- Stated goal: Give the lines from the one containing "Locate the road" through the end of the rows, both ends included, as a Markdown table with the columns No. and Text. Number each line and leave out blank lines.
━━ Listing ━━
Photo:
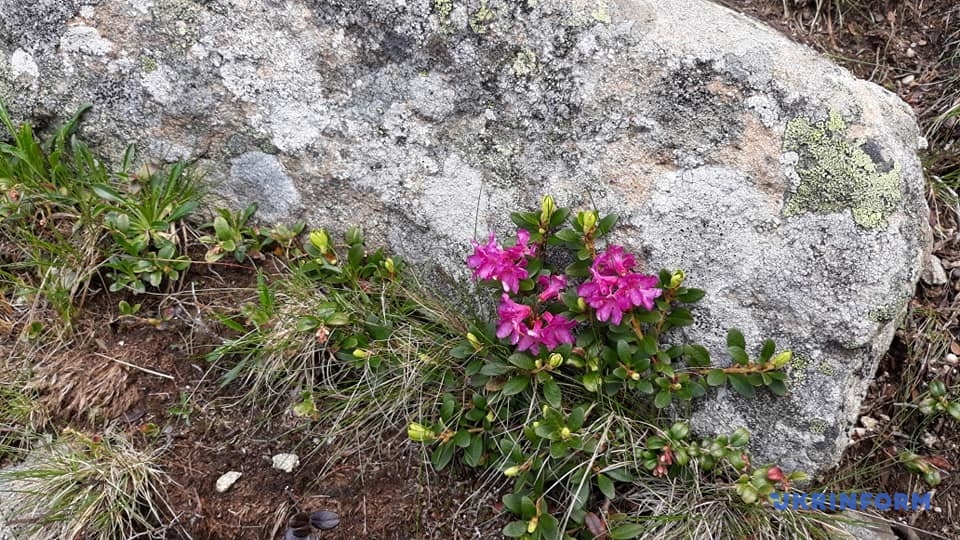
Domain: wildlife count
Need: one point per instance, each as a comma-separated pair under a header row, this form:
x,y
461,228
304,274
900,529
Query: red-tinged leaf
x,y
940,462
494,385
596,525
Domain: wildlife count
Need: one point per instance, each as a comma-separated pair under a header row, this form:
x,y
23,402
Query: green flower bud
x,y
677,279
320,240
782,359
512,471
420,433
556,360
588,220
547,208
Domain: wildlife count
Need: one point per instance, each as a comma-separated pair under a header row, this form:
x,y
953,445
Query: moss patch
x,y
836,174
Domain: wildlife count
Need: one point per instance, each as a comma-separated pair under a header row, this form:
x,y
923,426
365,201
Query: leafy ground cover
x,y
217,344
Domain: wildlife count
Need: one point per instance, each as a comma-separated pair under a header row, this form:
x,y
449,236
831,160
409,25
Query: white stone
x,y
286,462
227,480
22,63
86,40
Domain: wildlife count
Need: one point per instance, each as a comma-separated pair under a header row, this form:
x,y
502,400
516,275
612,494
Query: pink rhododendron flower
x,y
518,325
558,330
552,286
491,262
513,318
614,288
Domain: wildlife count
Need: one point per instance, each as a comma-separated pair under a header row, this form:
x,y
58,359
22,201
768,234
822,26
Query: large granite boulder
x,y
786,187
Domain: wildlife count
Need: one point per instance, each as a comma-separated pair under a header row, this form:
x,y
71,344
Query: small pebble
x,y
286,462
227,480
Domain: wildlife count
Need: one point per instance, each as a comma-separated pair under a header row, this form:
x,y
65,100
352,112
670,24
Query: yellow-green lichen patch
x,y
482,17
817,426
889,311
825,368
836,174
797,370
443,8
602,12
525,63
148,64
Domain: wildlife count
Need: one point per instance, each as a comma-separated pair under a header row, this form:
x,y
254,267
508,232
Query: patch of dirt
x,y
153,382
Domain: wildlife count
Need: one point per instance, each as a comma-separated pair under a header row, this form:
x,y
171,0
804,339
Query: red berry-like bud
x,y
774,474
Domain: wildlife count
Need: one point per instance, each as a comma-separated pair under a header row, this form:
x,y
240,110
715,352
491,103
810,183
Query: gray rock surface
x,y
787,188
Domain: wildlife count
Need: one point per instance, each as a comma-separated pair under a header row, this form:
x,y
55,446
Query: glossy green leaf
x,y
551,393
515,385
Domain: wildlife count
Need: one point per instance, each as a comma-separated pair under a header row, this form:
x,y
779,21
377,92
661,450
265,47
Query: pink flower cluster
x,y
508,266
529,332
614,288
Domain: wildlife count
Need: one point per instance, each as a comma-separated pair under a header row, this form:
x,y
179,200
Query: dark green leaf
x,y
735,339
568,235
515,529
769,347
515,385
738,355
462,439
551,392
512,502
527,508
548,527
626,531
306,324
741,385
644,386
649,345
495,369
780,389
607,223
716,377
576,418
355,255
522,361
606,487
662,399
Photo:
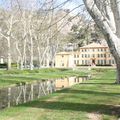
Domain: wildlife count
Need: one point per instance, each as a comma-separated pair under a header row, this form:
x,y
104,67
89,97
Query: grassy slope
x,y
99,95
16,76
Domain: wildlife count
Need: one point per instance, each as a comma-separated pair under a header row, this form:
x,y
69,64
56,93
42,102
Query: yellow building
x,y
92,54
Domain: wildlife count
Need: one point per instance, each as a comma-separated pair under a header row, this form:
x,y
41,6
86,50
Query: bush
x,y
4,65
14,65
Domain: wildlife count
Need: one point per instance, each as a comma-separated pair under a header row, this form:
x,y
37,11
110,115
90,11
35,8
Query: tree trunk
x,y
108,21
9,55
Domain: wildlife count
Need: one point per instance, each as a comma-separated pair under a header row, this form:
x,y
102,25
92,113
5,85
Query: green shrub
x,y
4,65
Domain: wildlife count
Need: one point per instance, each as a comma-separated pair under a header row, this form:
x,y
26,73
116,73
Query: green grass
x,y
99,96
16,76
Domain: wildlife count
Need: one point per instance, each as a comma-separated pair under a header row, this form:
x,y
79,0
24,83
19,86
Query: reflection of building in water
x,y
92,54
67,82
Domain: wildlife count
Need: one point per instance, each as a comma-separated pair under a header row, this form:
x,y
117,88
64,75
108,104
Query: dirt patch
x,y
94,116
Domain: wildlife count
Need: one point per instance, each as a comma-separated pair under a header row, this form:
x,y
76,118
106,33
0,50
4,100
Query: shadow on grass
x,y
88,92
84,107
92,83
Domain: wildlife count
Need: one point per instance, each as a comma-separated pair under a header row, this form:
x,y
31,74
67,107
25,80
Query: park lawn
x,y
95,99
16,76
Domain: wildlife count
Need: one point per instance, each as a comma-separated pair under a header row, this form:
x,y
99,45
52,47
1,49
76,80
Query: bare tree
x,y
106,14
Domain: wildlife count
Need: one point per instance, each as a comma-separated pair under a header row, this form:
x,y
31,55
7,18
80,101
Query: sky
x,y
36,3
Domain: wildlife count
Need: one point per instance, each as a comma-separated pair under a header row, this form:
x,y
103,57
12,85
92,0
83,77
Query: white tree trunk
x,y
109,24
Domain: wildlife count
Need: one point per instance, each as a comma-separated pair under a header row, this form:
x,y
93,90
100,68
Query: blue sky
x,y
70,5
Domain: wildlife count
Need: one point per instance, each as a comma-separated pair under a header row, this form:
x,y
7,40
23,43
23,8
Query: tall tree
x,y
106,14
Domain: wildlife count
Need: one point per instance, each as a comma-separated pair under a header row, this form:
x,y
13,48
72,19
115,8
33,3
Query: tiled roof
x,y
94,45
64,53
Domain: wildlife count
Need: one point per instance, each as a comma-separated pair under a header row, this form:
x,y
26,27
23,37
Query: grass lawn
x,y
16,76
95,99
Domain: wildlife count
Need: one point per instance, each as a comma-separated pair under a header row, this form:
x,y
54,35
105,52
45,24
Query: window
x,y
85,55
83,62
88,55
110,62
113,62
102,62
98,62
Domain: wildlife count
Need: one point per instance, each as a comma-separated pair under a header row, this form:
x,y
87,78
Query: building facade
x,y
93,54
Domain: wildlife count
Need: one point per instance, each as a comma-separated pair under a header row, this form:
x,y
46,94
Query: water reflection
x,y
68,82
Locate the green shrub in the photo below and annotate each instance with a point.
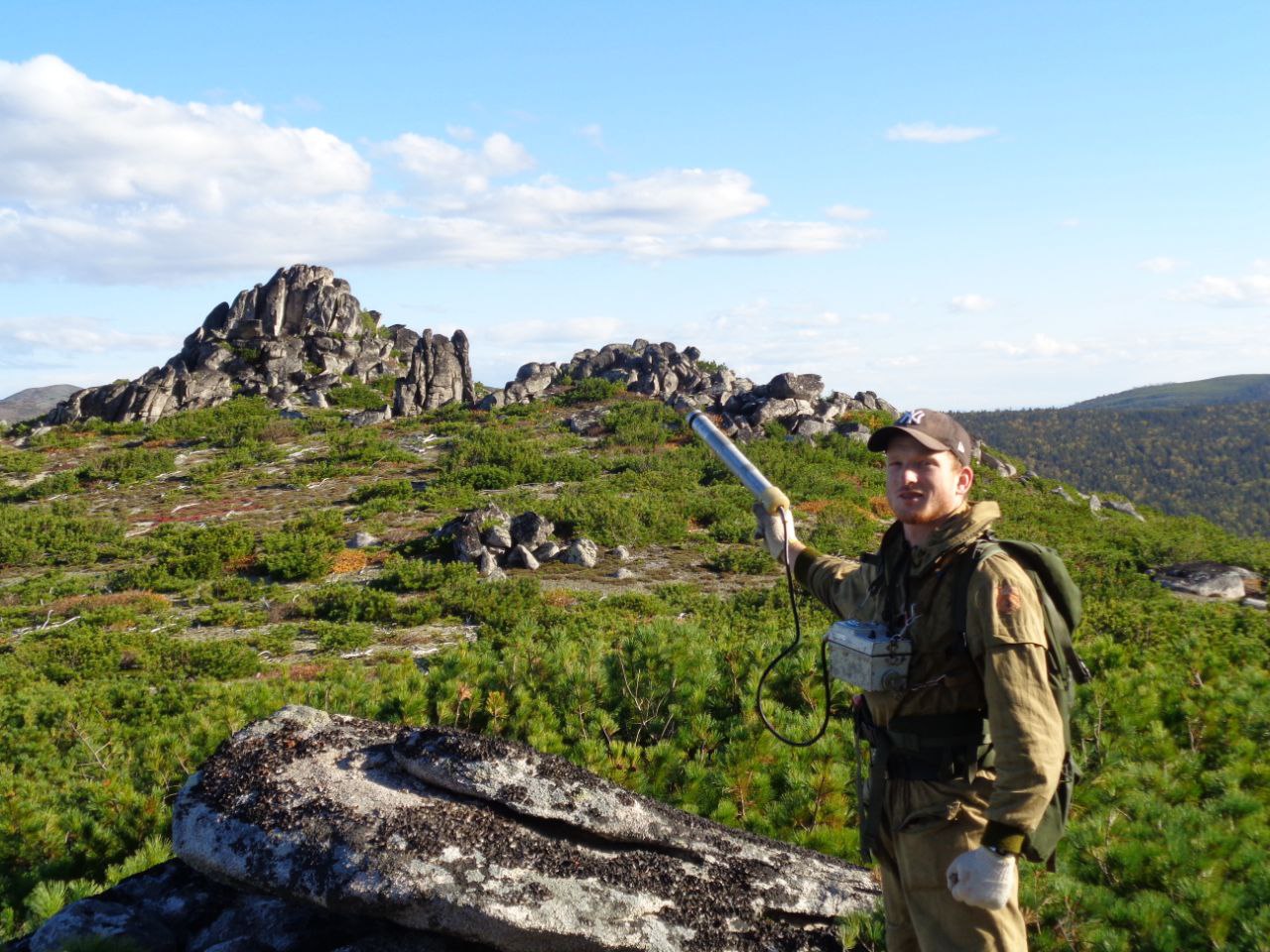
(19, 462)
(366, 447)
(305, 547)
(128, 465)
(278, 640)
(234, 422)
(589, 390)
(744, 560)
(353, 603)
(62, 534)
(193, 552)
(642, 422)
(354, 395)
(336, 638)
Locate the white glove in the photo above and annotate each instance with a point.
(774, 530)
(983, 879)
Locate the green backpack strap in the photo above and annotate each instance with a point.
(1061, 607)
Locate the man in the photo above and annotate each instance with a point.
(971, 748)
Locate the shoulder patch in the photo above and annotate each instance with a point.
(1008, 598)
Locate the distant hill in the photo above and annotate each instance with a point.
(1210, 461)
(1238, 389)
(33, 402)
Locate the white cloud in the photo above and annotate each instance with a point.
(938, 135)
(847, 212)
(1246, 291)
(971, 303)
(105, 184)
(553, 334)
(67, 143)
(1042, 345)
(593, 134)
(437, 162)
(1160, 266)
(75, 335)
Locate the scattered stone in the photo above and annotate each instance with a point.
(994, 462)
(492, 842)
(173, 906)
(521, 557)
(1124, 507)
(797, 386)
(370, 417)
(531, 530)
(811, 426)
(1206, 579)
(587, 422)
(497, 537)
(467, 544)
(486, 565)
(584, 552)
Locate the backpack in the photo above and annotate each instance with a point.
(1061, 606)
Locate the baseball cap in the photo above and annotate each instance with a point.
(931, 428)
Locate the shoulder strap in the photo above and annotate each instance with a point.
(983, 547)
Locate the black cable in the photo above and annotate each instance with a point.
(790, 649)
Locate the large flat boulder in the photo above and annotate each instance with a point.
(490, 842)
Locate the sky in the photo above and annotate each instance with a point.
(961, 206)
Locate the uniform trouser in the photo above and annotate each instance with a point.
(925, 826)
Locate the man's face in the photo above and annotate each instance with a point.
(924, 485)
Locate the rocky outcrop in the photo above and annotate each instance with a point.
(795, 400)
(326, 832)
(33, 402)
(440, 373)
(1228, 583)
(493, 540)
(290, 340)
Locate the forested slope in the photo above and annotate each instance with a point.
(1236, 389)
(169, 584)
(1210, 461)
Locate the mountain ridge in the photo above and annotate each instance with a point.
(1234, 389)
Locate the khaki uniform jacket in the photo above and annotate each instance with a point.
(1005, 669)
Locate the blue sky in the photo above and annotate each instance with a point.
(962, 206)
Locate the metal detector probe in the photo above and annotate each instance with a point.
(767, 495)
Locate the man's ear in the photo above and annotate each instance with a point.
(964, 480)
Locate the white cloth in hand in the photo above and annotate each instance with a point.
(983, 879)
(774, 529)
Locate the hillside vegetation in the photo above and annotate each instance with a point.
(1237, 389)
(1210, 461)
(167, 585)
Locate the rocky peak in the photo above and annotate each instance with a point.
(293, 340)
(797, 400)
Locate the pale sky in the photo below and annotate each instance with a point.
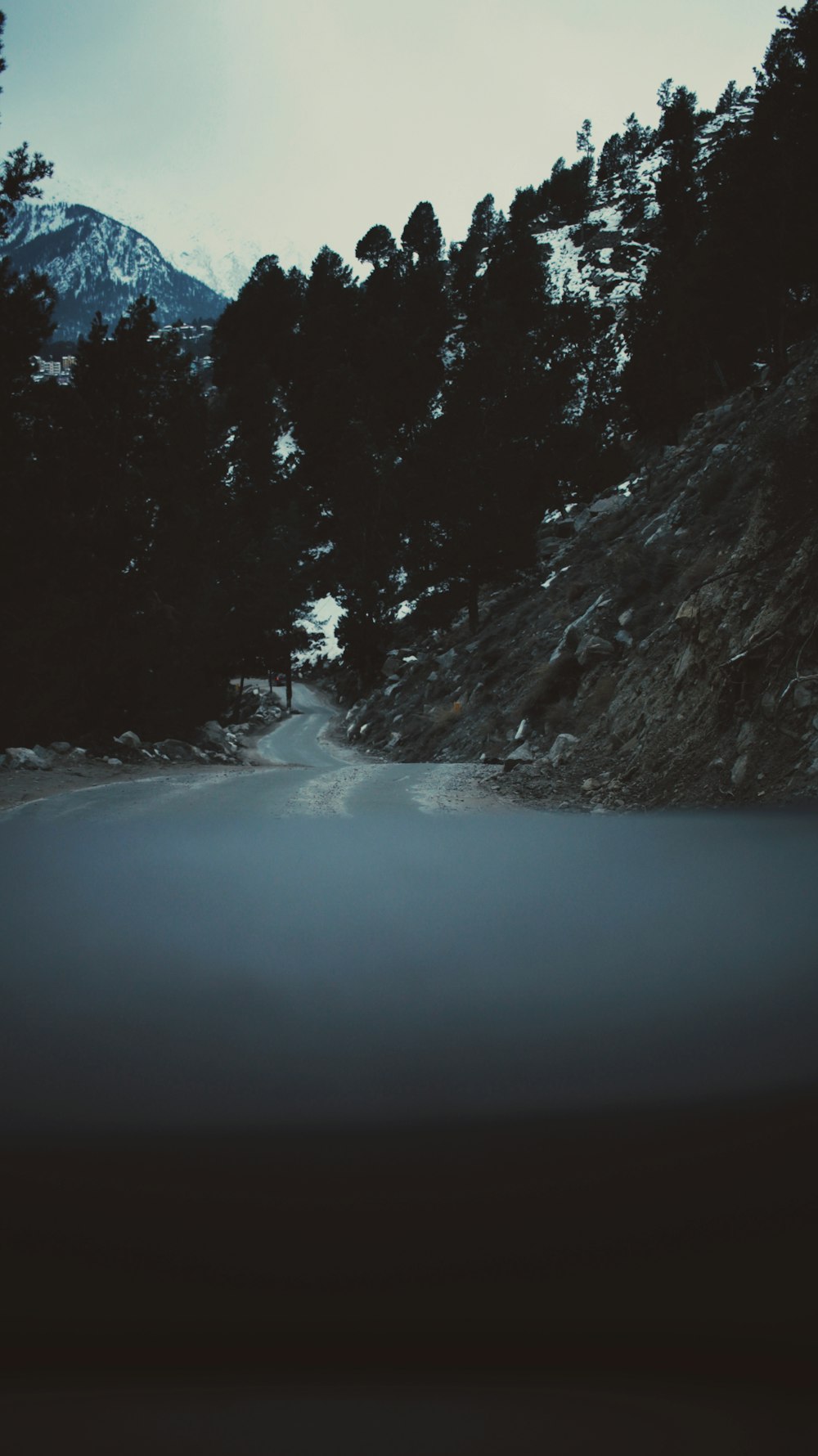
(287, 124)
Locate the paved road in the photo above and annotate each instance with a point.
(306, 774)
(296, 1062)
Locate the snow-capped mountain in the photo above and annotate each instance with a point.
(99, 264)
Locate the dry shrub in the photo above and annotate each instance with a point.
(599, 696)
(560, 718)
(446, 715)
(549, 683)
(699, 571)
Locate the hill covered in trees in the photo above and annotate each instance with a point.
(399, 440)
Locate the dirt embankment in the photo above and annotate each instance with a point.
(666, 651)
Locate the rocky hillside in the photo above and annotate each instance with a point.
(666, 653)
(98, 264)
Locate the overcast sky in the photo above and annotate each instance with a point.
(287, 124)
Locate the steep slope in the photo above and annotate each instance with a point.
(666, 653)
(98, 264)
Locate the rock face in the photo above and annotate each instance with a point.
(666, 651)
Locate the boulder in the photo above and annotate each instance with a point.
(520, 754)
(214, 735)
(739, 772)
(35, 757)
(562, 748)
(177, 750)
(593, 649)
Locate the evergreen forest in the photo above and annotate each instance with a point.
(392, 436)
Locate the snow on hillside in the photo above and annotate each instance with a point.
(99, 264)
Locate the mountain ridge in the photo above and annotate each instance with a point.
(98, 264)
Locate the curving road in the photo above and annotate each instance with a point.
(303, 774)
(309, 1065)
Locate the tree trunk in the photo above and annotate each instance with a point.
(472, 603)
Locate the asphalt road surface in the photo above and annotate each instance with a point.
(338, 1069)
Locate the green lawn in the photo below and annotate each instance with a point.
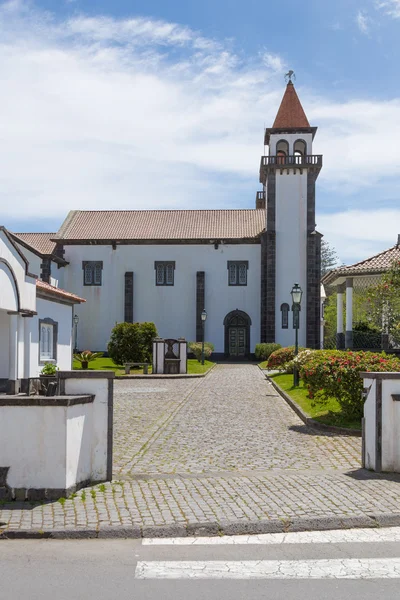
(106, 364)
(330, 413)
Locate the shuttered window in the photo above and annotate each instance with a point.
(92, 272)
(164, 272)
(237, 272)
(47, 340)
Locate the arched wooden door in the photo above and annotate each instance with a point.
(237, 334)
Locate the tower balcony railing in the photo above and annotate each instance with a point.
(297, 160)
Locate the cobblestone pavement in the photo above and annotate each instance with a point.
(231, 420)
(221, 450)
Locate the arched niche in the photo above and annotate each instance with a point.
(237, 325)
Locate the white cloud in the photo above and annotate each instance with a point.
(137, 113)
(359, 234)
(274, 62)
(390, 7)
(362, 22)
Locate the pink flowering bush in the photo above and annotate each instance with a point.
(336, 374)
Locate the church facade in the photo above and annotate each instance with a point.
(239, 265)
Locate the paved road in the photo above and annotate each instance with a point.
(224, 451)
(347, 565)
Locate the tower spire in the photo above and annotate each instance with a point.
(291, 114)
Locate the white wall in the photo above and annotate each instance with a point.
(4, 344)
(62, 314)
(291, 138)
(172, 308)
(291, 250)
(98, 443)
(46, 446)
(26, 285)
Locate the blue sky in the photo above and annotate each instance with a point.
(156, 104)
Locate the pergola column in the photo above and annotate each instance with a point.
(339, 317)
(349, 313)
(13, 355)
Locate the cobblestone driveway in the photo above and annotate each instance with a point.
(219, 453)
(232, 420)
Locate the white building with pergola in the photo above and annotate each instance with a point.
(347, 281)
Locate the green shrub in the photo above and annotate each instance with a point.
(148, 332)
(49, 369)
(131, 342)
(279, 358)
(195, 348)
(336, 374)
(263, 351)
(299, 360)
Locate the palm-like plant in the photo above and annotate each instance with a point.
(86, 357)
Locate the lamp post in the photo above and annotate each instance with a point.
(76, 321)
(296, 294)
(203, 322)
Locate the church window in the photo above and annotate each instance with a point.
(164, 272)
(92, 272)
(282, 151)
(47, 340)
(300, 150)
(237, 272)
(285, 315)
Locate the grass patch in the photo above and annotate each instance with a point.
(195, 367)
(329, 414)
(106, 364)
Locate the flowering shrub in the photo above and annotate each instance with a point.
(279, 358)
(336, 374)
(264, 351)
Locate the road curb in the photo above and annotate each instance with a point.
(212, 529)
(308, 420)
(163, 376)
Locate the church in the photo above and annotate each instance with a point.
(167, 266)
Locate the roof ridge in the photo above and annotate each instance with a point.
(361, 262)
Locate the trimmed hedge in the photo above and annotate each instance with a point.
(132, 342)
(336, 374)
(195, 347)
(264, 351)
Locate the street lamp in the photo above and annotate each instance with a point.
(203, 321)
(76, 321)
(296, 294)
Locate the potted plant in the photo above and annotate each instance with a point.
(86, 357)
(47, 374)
━━━
- Solution to this problem:
| No. | Text |
|---|---|
| 1 | Locate the road curb in the photo above and annotate each instance with a point. |
| 2 | (212, 529) |
| 3 | (308, 420) |
| 4 | (163, 376) |
| 5 | Locate the church in the photo above and annotate each instance with a point. |
| 6 | (167, 266) |
| 7 | Locate the roof ridge in the photo above and annotate each instance with a point. |
| 8 | (361, 262) |
| 9 | Locate the trimmed hedge in the photo above and annotate each instance with a point. |
| 10 | (132, 342) |
| 11 | (336, 374) |
| 12 | (195, 347) |
| 13 | (264, 351) |
| 14 | Locate the street lamp in the photo above and annotate each instance with a point. |
| 15 | (203, 321) |
| 16 | (76, 321) |
| 17 | (296, 294) |
| 18 | Locate the potted plant in the photo above and annotate each instance with a point. |
| 19 | (86, 357) |
| 20 | (47, 374) |